Short problem ::
Reproduce verbatim every line below, beginning with the line that contains "building? Indicate one point per instance." and continuing through the final line.

Data section ::
— Begin —

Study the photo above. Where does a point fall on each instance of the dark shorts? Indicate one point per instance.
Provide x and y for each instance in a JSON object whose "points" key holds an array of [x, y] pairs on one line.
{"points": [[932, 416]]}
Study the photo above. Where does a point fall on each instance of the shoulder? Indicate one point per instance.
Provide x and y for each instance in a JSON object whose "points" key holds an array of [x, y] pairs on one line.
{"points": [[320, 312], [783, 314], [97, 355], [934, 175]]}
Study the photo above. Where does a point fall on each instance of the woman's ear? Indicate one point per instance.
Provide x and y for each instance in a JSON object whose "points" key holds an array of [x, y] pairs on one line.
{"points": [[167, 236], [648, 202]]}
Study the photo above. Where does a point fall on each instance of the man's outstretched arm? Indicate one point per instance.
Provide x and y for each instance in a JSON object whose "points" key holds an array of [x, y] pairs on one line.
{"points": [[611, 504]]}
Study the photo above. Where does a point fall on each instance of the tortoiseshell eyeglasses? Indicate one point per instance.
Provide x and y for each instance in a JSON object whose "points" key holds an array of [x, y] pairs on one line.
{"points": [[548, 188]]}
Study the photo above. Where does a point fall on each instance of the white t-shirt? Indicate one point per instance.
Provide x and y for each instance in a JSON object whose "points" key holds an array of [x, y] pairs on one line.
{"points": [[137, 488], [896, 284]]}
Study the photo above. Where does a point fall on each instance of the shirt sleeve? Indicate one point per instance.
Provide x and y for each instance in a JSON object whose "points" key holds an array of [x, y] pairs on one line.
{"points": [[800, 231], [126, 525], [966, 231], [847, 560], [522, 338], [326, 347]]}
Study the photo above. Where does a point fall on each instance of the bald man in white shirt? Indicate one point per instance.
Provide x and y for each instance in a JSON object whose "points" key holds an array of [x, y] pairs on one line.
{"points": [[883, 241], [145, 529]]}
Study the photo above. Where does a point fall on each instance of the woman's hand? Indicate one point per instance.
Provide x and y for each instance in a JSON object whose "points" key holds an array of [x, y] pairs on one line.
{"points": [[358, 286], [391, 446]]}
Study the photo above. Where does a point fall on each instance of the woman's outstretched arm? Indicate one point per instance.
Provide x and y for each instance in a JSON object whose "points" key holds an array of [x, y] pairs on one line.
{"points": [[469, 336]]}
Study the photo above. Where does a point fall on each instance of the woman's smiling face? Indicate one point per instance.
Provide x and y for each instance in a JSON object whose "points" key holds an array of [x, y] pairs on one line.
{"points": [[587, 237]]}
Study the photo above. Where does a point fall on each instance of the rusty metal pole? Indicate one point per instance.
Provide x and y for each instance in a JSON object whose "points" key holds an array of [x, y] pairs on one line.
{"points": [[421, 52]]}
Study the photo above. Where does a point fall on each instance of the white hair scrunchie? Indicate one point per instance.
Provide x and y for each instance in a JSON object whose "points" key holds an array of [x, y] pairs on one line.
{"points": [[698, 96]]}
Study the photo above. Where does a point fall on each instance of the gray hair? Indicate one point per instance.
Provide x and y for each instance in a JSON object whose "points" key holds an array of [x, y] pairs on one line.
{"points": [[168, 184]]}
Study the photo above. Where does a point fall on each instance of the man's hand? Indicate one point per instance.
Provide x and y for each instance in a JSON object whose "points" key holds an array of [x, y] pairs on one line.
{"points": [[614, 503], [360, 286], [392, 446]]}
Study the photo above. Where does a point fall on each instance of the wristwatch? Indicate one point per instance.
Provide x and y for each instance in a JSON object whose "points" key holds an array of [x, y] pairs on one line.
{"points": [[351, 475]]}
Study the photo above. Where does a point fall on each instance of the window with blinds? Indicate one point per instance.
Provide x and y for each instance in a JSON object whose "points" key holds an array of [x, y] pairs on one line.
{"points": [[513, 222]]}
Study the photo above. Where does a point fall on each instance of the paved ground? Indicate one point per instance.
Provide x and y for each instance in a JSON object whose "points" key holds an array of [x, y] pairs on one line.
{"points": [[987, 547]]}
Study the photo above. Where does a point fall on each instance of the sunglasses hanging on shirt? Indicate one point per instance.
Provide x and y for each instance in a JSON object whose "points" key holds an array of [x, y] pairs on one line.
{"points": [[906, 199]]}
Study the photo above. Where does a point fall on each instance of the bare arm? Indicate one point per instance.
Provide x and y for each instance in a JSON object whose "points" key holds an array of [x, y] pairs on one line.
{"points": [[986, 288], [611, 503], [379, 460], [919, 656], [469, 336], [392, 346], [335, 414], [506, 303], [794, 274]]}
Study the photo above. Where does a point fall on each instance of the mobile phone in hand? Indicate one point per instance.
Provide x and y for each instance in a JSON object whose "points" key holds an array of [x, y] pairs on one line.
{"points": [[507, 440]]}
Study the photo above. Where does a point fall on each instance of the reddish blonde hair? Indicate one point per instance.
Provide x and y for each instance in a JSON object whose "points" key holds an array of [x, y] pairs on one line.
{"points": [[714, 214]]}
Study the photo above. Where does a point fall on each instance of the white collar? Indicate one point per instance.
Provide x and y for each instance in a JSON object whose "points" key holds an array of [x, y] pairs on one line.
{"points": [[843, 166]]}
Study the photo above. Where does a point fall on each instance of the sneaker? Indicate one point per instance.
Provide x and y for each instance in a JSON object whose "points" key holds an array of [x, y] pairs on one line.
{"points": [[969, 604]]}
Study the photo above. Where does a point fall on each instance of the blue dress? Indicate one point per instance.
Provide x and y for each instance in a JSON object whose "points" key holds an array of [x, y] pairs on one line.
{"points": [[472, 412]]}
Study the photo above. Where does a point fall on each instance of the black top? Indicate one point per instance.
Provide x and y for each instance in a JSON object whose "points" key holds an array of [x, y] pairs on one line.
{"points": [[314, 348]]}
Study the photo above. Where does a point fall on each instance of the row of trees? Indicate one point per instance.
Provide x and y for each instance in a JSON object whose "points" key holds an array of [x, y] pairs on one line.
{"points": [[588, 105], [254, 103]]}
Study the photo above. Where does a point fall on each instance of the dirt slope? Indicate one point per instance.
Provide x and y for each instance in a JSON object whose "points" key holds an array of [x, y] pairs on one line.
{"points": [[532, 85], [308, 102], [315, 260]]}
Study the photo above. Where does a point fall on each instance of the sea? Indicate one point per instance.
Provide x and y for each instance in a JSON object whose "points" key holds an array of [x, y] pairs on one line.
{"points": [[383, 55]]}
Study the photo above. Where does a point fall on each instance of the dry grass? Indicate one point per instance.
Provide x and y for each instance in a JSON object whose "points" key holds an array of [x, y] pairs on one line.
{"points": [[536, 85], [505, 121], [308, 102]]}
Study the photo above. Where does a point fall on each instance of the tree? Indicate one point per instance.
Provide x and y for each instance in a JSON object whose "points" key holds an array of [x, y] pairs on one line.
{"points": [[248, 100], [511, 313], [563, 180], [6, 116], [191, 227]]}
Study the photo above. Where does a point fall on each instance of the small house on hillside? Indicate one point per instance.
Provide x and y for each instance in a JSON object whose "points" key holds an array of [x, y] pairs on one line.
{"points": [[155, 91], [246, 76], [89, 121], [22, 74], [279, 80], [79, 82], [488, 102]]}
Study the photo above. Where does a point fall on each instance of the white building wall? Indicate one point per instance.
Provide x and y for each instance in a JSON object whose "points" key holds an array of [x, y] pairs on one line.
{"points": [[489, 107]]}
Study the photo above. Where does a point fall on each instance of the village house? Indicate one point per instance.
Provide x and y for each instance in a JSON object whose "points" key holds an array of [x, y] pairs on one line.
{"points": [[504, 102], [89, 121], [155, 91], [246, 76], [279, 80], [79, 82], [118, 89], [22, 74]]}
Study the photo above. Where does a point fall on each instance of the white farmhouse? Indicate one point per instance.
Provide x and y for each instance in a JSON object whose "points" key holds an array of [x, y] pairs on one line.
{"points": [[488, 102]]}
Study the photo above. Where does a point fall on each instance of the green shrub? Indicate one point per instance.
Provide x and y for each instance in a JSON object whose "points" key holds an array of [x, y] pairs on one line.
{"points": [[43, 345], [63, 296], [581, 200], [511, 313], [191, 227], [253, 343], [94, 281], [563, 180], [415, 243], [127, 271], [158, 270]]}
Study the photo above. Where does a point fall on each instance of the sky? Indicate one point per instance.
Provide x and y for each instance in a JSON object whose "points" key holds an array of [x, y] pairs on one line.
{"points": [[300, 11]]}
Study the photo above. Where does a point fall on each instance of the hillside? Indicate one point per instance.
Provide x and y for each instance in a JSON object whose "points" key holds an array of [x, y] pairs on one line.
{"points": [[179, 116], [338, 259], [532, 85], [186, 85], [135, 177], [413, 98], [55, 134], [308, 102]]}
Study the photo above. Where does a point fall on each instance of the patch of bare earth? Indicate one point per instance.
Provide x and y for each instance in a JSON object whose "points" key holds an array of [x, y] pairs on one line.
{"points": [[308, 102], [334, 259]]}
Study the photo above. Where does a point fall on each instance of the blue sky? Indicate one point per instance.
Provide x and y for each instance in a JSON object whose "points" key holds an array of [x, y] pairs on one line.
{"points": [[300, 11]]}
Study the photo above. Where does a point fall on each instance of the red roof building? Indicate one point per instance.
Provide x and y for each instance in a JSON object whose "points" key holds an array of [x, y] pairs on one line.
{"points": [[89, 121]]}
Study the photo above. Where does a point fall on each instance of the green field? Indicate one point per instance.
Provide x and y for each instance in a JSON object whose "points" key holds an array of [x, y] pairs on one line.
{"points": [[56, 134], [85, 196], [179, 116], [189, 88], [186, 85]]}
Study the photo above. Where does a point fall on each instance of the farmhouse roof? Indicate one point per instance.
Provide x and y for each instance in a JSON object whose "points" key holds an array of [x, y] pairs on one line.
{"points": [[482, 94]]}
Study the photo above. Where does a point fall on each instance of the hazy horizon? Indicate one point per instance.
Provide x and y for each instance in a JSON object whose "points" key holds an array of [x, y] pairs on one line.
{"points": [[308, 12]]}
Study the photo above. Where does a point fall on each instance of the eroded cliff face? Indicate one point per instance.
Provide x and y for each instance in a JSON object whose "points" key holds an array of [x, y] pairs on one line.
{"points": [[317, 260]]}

— End —

Exercise answer ::
Study the photo above. Where does a point fall on each instance of the red roof building? Indicate one point per instance.
Provide x and y for each instance in a JSON object whose "points" key holds an array of [x, y] pairs on one line.
{"points": [[89, 121]]}
Study the photo above. Where does a point fall on each instance of the green field? Indicate one point per instance.
Provide x and y for each instance in a JSON object whose "points" key holds an array of [x, y] pairs on one line.
{"points": [[56, 134], [85, 196], [179, 116], [189, 88], [186, 85]]}
Study the photo above. Where does a point fall on each instance of the farmhouse roof? Indicate one point per instance.
Provide x and y for each instance in a JSON object whose "points" key holds an array of [x, y] pairs on one line.
{"points": [[482, 94]]}
Study the photo above. Where does a point fall on each instance of the hazy horizon? Indicate one point per instance.
Provide x and y for each instance in a JSON object whose "points" key holds an array of [x, y] pairs on one line.
{"points": [[308, 12]]}
Study the photo above. Where does a point fall on each instance of the eroded cliff face? Indicate one point per instance.
Provide x and y for each instance in a JSON object whose "points" key holds an array of [x, y] pairs on one line.
{"points": [[317, 260]]}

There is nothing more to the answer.